### 本文
################
JR九州 特急料金値上げへ 多客期の割増も初導入 「九州ネットきっぷ」などは据え置き

JR九州は、在来線特急列車に適用している特急料金を2022年4月1日(金)乗車分から見直します。

特急「ソニック」などで運行しているJR九州883系電車(マイペイ/写真AC)
特急「ソニック」などで運行しているJR九州883系電車(マイペイ/写真AC)

新型コロナウイルス感染症による利用客の減少や経営環境の変化を受け、持続的な交通ネットワークを維持するための特急料金見直しと説明しています。

自由席特急料金は、乗車区間の営業キロに応じて現行価格より190〜920円の値上げとなります(料金表は下表を参照)。例えば、「25キロまで」の区間の自由席特急料金は現行で310円のところ、改定後は500円に、「301キロ以上」の区間では現行の1,680円が改定後は2,600円になります。また、「小倉駅〜博多駅間」などいくつかの区間に設定されているおトクな特定特急料金についても、現行価格から80〜190円値上げされます。

指定席特急料金は従来と同じく、自由席特急料金に530円を加算した金額となります。特急「あそぼーい!」の展望席(パノラマシート)および白いくろちゃんシート、ならびに特急「かわせみ やませみ」のやませみベンチシート利用の場合は、さらに210円増した金額となります。

ただし、見直し後に新たに設定される「対象日」に乗車する場合、指定席特急料金は200円割増となります。対象日は毎年共通で4月1日〜4月5日、4月28日〜5月6日、7月21日〜8月31日、12月25日〜1月10日、3月21日〜3月31日の期間です。
################
### 自然言語による物体位置特定データ
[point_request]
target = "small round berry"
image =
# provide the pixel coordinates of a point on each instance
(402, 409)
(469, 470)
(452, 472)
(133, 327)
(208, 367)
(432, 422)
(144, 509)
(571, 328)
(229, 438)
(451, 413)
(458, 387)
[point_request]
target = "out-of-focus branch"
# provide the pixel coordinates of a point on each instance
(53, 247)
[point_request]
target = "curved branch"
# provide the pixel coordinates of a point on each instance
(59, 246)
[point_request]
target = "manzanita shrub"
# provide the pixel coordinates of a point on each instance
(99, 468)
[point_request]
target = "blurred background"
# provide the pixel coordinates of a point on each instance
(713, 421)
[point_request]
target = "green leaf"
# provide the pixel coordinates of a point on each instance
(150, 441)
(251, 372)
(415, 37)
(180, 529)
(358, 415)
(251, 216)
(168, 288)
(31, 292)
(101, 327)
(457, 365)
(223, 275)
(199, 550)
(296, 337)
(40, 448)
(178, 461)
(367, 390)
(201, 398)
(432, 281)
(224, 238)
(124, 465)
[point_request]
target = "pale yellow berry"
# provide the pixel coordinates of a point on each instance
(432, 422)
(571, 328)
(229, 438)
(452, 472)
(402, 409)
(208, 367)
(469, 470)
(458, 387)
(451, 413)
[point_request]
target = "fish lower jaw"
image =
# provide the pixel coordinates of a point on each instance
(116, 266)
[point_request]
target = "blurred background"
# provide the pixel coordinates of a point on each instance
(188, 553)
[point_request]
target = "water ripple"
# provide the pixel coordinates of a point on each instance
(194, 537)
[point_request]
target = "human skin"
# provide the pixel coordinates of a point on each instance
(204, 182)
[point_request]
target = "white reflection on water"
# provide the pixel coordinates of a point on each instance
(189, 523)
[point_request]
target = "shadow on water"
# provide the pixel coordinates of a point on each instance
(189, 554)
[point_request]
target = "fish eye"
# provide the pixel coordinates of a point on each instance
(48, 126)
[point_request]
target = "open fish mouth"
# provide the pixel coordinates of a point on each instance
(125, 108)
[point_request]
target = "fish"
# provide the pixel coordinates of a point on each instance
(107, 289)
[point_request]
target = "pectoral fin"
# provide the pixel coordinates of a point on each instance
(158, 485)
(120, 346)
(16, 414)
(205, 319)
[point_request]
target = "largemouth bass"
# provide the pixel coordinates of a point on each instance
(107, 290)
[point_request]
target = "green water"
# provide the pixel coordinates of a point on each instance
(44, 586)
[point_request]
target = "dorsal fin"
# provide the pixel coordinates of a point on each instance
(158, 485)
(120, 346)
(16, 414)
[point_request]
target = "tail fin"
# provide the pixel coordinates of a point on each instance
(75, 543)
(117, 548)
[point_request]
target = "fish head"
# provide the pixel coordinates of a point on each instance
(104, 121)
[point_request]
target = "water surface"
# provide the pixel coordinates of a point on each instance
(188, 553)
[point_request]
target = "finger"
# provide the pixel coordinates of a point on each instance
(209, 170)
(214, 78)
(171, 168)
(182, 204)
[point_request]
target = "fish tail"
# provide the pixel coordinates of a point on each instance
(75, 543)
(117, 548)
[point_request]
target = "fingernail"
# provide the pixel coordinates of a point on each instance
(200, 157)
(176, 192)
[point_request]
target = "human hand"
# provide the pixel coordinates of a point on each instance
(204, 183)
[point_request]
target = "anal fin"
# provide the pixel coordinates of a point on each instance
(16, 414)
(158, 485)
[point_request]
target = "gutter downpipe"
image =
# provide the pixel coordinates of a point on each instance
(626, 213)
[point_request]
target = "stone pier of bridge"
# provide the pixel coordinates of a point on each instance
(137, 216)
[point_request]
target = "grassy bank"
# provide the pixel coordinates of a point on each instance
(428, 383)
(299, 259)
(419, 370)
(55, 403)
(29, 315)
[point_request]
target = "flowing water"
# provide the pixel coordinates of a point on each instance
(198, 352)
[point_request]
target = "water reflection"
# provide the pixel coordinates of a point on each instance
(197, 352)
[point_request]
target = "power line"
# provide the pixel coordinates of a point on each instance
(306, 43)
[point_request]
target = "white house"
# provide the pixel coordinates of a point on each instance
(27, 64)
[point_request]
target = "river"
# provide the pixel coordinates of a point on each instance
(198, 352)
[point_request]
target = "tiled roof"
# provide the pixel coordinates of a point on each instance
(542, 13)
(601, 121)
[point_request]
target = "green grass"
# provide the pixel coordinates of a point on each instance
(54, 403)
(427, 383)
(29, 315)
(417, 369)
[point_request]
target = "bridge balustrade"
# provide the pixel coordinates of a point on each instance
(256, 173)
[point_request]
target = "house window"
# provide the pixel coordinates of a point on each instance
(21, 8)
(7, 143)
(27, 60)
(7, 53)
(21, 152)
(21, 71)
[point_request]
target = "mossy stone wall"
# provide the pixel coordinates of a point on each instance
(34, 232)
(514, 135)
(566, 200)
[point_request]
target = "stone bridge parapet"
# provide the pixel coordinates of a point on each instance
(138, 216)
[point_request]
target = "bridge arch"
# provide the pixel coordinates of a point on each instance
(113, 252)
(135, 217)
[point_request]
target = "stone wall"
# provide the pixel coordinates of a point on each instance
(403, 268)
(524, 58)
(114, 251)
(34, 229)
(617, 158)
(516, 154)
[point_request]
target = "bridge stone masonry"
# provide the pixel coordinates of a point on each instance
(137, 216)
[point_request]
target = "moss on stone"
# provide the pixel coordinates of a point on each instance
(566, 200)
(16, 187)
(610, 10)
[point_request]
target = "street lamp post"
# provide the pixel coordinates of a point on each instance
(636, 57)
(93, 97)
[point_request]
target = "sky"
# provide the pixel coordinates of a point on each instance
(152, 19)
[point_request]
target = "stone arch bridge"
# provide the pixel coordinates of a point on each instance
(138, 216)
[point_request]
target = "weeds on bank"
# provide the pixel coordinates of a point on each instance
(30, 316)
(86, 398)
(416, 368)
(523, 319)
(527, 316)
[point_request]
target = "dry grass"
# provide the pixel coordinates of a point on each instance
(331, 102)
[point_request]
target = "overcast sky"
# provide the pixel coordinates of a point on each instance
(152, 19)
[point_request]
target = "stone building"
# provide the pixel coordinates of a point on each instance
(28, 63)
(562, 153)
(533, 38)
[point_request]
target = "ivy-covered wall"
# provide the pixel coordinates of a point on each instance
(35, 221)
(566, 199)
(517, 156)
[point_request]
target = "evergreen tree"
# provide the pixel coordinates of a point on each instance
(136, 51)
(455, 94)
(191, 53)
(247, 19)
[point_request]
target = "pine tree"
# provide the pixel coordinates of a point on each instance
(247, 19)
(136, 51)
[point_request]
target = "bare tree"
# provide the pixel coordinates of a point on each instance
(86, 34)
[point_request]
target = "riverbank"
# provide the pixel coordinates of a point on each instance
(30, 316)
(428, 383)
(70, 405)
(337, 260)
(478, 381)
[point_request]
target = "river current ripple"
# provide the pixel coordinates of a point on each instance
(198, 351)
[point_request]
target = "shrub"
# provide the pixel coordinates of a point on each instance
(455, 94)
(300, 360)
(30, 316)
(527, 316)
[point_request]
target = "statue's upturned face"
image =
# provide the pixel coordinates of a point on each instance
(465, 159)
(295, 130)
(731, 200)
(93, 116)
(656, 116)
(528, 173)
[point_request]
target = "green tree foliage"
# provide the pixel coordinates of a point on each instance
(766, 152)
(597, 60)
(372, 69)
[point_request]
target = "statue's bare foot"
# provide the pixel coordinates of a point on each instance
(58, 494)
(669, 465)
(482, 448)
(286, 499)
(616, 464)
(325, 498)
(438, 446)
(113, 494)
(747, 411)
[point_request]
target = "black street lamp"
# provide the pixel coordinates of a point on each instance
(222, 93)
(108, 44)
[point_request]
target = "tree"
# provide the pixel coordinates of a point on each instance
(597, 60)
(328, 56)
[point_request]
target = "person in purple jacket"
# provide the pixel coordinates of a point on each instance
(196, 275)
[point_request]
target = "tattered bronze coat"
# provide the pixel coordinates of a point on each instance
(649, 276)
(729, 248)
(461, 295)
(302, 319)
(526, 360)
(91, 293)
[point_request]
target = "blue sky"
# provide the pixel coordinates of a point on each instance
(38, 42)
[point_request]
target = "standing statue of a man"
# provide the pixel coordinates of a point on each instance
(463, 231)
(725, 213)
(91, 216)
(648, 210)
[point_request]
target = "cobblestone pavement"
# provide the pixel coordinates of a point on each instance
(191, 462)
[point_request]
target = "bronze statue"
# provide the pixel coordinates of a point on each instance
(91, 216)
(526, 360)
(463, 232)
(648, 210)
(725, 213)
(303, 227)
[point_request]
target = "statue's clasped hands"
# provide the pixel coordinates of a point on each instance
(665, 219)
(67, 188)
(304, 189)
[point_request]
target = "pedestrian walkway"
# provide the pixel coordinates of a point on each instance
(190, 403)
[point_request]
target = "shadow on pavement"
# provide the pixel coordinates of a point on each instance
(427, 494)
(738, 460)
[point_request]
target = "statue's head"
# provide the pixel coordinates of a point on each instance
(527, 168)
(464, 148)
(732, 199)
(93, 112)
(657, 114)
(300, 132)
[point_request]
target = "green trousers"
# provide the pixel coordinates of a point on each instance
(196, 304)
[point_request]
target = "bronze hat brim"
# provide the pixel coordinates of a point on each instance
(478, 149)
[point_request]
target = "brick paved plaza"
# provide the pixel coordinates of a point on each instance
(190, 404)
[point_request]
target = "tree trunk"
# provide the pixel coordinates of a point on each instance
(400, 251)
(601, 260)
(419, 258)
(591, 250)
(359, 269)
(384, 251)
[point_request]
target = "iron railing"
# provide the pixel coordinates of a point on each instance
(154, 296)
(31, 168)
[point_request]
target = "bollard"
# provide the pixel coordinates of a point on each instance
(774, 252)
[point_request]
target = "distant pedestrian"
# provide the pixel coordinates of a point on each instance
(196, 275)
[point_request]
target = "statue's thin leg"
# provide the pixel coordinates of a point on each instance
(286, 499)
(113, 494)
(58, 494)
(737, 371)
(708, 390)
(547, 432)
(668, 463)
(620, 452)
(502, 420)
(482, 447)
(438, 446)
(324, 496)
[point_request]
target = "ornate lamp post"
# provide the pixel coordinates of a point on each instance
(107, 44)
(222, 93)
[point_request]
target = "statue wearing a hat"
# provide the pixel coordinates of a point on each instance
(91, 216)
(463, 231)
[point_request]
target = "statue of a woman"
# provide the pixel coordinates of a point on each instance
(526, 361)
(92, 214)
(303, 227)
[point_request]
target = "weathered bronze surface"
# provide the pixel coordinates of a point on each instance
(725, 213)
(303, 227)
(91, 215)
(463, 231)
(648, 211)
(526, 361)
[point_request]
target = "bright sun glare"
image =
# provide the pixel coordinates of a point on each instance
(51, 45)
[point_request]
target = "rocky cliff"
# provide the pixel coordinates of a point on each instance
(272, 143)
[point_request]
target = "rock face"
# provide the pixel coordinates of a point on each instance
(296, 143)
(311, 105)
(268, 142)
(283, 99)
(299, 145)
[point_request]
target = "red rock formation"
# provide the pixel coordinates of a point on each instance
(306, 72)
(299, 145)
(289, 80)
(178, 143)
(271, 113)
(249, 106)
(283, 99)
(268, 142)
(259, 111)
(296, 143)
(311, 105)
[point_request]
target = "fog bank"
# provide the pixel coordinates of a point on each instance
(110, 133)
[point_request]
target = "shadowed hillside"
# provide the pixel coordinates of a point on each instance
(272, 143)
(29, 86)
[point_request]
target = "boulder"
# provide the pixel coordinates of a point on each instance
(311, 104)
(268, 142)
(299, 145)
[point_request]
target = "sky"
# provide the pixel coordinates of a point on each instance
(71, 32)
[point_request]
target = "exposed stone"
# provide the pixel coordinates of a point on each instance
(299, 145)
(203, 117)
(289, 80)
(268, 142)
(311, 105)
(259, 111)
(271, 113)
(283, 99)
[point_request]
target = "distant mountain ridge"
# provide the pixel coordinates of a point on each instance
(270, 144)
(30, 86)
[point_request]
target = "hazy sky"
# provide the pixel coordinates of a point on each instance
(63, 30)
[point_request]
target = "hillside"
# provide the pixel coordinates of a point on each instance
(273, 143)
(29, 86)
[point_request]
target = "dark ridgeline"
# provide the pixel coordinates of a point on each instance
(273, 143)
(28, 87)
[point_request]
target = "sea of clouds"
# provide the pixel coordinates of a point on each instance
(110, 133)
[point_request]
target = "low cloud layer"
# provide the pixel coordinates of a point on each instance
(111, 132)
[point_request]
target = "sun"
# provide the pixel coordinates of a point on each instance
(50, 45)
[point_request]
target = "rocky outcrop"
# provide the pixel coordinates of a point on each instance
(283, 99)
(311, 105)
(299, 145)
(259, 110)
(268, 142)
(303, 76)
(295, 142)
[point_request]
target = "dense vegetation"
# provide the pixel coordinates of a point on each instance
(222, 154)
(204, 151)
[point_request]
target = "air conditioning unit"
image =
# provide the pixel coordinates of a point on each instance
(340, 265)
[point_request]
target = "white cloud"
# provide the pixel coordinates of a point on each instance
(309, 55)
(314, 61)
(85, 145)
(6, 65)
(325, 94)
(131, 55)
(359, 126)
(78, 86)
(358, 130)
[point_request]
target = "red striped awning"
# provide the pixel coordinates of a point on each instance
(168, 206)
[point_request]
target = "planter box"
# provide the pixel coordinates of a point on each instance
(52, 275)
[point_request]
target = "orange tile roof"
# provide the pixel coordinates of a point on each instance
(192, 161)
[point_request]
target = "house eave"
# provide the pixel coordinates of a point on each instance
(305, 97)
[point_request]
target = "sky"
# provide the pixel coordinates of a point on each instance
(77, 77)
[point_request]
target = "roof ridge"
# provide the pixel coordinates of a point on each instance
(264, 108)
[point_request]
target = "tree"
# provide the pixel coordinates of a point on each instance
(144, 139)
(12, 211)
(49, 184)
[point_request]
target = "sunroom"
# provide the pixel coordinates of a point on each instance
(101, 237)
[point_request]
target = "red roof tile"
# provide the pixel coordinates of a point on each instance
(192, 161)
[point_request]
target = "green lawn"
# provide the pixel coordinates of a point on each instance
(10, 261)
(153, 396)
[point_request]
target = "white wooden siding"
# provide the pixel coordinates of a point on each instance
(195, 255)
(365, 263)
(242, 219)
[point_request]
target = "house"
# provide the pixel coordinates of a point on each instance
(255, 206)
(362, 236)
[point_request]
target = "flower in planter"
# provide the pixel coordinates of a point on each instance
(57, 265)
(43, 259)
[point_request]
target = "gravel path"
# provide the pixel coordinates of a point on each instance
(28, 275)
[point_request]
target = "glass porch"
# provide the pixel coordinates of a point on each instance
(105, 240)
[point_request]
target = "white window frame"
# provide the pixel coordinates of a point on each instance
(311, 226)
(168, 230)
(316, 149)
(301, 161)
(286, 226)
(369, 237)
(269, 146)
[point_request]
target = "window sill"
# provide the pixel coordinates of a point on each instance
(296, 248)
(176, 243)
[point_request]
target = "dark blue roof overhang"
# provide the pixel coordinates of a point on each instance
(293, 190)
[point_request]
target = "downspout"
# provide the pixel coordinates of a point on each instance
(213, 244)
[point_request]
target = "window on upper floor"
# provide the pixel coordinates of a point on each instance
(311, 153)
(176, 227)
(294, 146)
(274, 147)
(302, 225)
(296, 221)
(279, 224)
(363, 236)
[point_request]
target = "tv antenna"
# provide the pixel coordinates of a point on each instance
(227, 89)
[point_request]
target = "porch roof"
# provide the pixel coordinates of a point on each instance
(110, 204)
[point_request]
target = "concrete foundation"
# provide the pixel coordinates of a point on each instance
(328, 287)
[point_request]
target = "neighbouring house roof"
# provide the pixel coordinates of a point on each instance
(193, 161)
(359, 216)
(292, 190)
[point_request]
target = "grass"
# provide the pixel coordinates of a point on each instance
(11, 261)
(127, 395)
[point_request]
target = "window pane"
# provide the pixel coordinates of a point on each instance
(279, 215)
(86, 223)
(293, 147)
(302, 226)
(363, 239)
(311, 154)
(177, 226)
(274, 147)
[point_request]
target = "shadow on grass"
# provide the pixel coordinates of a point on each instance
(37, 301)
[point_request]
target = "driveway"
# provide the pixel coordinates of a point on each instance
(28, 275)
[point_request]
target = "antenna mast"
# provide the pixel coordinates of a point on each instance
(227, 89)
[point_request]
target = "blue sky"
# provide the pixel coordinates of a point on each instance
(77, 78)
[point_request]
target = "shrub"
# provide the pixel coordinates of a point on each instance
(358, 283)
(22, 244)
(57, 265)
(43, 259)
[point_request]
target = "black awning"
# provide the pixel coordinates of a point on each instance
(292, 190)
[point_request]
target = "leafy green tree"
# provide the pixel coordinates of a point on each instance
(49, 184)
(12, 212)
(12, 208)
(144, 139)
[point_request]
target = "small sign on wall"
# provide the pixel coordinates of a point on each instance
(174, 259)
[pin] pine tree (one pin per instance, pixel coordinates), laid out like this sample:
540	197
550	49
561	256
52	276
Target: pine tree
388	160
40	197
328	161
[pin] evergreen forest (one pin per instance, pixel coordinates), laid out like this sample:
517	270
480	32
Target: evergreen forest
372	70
################
### 課題一覧
a - JR九州の特急料金の記事から、「JR九州は、在来線特急列車に」を含む語句で始まり「料金見直しと説明しています。」で終わる部分を、一字も変えずに書き出しなさい。
b - JR九州の特急料金の記事によると、JR九州が特急料金を見直すのはなぜか。1～3文で説明しなさい。
c - JR九州の特急料金の記事の続きを、本文の最後の文の後から書き進めなさい。

### 解答
a -
JR九州は、在来線特急列車に適用している特急料金を2022年4月1日(金)乗車分から見直します。

特急「ソニック」などで運行しているJR九州883系電車(マイペイ/写真AC)
特急「ソニック」などで運行しているJR九州883系電車(マイペイ/写真AC)

新型コロナウイルス感染症による利用客の減少や経営環境の変化を受け、持続的な交通ネットワークを維持するための特急料金見直しと説明しています。

b - 新型コロナウイルス感染症による利用客の減少や経営環境の変化を受けたためである。持続的な交通ネットワークを維持することが目的だと説明されている。

c -
割引きっぷの発売額は、現時点においては現行の価格を据え置き、変更の予定はないとのことです。発売額が変わらないのは、「九州ネットきっぷ」「2枚きっぷ」「ハロー自由時間パス」および特急定期券「エクセルパス」などです。ただし、「ジパング倶楽部」の割引など、「通常の特急料金から30%」などの割引をして発売されるきっぷについては、料金見直しに伴い価格変更が発生します。

【図表で解説】JR九州 2022年4月1日乗車分から在来線特急料金を見直し

主要区間である「博多駅〜大分駅間」で指定席利用の場合(大人片道、以下同じ)、普通運賃込みで現行5,680円のところ、見直し後は6,470円、対象日に当たる場合は6,670円となります。比較すると790〜990円の値上げとなります。一方で、発売価格が据え置かれるネット予約限定の「九州ネットきっぷ」なら、通年同額の3,150円で指定席が利用できます。特急料金改定によりおトク額はさらに広がり、通常きっぷの半額以下で利用できるようになります。

JR九州の在来線特急料金はこれまで、他のJR各社で定めている安価な「B特急料金」よりもさらに低廉な料金設定となっていました。今回の料金見直しにより、他社の標準的な「A特急料金」とほぼ同水準の価格帯に引き上げられます。ただし、他社(JR北海道を除く)の特急料金は「50キロまで」が同一価格であるのに対し、割安な「25キロまで」の近距離区分は維持され、引き続き「ちょい乗り」需要に対応します。

もう一つのポイントとして、JR九州の特急料金は通年同額でしたが、見直し後は時期により変動する料金体系となります。今回導入される200円増しの「対象日」は、九州新幹線やJR各社の「繁忙期」に相当するものです。一方で「閑散期」における割引の設定はなく、あくまで割増もしくは通常料金の2区分による独自の制度となります。